# [What the exercise asks]
Reproduce the records below from the line holding "person walking on" through the line holding "[99,77,118,119]", including both of those lines, and give nothing else.

======== Materials provided

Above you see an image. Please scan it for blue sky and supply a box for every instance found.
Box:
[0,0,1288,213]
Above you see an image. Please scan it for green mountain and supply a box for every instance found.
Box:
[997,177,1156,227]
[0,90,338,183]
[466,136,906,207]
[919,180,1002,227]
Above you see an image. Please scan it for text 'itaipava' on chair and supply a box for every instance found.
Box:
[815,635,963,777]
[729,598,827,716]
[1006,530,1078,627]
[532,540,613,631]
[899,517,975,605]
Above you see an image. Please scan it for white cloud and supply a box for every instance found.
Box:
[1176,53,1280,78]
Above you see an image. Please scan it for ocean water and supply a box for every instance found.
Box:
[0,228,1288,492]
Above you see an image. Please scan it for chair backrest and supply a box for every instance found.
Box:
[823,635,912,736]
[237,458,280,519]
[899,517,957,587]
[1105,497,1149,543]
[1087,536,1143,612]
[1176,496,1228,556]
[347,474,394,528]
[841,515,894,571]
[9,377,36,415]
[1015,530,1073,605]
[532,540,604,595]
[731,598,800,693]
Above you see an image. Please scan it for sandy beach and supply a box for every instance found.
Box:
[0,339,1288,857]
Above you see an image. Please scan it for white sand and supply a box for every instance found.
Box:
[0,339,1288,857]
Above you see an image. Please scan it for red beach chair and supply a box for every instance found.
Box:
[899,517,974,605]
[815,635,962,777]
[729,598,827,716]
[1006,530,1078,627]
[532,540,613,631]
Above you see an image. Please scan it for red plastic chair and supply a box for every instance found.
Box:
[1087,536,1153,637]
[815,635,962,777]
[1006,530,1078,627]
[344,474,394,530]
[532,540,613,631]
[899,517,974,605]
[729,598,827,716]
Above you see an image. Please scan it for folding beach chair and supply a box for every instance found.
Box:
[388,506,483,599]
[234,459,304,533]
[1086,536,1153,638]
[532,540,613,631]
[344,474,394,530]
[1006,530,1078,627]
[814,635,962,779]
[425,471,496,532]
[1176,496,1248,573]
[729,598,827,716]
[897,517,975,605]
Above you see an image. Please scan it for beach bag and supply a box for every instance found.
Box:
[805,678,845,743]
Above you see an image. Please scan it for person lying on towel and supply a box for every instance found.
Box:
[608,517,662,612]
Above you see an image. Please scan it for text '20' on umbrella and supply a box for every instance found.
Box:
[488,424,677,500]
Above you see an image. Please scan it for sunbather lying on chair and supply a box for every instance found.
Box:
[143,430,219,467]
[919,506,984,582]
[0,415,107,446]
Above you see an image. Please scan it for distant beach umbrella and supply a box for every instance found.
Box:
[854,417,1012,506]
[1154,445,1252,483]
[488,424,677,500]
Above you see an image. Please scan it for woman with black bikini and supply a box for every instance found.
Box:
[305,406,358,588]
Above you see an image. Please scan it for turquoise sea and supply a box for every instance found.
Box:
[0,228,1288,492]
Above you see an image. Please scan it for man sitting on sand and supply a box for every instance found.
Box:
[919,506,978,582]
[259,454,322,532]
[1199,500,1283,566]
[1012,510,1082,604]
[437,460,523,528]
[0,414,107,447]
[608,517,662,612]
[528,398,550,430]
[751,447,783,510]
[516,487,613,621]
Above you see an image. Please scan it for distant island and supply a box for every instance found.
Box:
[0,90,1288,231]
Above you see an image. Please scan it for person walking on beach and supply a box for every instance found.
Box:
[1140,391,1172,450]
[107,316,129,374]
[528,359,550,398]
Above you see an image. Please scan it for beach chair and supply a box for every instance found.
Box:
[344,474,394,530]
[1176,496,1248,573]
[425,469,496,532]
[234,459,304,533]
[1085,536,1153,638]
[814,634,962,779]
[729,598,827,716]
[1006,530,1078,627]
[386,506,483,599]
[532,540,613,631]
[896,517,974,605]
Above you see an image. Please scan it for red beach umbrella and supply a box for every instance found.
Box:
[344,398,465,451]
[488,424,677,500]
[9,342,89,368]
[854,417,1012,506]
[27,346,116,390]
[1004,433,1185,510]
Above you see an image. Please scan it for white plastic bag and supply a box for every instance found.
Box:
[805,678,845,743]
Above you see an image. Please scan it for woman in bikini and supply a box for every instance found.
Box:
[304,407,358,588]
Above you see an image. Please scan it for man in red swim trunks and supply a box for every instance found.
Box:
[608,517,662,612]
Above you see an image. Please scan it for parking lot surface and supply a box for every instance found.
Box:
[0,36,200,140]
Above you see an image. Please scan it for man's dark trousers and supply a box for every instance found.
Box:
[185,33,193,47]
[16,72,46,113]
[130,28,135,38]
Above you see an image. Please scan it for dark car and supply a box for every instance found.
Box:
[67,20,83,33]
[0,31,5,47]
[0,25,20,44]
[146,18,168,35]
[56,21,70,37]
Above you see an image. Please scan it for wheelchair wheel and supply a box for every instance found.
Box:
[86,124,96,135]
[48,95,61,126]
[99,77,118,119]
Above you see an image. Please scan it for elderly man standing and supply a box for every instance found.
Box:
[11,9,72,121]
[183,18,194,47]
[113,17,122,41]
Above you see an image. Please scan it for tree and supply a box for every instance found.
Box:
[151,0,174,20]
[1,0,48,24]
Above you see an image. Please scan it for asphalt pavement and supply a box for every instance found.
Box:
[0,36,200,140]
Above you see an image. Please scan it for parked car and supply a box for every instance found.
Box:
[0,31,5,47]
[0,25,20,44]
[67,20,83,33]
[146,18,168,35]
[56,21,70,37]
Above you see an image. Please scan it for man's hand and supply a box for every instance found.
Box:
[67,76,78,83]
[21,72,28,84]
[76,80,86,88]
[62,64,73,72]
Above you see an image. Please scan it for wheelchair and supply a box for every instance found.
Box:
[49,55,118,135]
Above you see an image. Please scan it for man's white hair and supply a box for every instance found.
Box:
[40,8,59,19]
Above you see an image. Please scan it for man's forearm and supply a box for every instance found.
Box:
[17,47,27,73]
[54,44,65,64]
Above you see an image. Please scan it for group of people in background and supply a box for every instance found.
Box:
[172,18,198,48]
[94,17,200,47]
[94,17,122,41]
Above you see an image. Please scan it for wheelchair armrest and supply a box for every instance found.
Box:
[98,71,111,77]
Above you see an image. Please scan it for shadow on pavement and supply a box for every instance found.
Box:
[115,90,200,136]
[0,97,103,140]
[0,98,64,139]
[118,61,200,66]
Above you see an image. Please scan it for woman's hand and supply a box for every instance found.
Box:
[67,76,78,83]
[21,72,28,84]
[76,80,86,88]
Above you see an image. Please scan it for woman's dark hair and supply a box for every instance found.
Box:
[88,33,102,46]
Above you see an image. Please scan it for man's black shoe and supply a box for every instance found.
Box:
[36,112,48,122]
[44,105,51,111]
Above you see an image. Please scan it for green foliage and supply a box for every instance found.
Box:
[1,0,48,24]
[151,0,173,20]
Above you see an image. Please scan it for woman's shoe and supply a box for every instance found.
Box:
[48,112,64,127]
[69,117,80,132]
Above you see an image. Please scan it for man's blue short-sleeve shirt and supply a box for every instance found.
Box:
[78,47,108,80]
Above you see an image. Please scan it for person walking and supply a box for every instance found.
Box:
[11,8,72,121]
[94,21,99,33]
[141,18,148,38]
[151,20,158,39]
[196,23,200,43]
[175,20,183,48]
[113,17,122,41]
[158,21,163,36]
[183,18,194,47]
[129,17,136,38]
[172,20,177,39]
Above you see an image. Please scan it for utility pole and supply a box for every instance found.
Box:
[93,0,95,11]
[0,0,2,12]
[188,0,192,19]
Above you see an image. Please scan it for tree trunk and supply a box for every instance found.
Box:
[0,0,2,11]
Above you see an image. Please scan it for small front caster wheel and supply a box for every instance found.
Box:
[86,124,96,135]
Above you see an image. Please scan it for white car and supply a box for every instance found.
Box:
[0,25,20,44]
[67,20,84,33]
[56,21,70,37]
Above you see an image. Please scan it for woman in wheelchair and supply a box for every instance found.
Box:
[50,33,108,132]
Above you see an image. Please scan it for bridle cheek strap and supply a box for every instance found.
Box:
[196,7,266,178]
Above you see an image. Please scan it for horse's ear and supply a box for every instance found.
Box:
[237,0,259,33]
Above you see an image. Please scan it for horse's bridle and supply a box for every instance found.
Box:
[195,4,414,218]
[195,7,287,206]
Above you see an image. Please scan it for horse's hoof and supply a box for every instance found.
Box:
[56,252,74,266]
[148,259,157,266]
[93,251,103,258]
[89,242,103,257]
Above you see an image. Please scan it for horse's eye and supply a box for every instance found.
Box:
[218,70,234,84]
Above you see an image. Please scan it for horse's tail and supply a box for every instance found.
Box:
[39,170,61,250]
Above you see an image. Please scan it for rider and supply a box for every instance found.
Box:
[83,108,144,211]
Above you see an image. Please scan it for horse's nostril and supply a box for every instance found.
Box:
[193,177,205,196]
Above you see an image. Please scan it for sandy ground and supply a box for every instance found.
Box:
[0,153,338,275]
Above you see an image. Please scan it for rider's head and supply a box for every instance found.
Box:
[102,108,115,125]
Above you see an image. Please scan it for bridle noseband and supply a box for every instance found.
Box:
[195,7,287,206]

================

# [Full response]
Above you see an image. Please scan it for person walking on beach and supply a box for every instance found.
Box:
[1140,391,1172,450]
[107,316,129,374]
[528,359,550,398]
Above you see an image. Please scan it for beach chair and supply a box for every instance found.
Box:
[344,474,394,530]
[1176,496,1248,573]
[425,469,496,532]
[234,459,304,533]
[1085,536,1153,638]
[814,634,962,779]
[729,598,827,716]
[1006,530,1078,627]
[386,506,483,599]
[532,540,613,631]
[896,517,974,605]
Above you see an image. Please scan it for red beach umbrella and supply a box for every instance found.
Box:
[344,398,465,451]
[488,424,677,500]
[9,342,89,368]
[854,417,1012,506]
[27,346,116,390]
[1004,433,1185,510]
Above you see an image. Please scan it for white plastic bag and supply a box for every instance found.
Box:
[805,678,845,743]
Above you see an image. Please scan it for woman in bikini and supply a box for every instance found.
Box:
[304,407,358,588]
Above you see an image. Please scan it for man in red swim trunks and supply a box for every instance found.
Box:
[608,517,662,612]
Above you see an image. Please scan it for parking lot surface and supply a box for every instance found.
Box:
[0,36,200,140]
Above you see an image. Please scan it for man's dark trousers and supply a box for every instance found.
Box:
[185,33,193,47]
[16,72,46,113]
[130,28,135,38]
Above you see an image. Please scan it for dark car and supply a box for every instance found.
Box:
[67,20,83,33]
[0,31,5,47]
[0,25,20,44]
[146,18,168,35]
[56,21,70,37]
Above you see an image. Please scan it for wheelchair wheel and supply a box for every instance found.
Box:
[86,124,96,135]
[48,95,61,126]
[99,77,118,119]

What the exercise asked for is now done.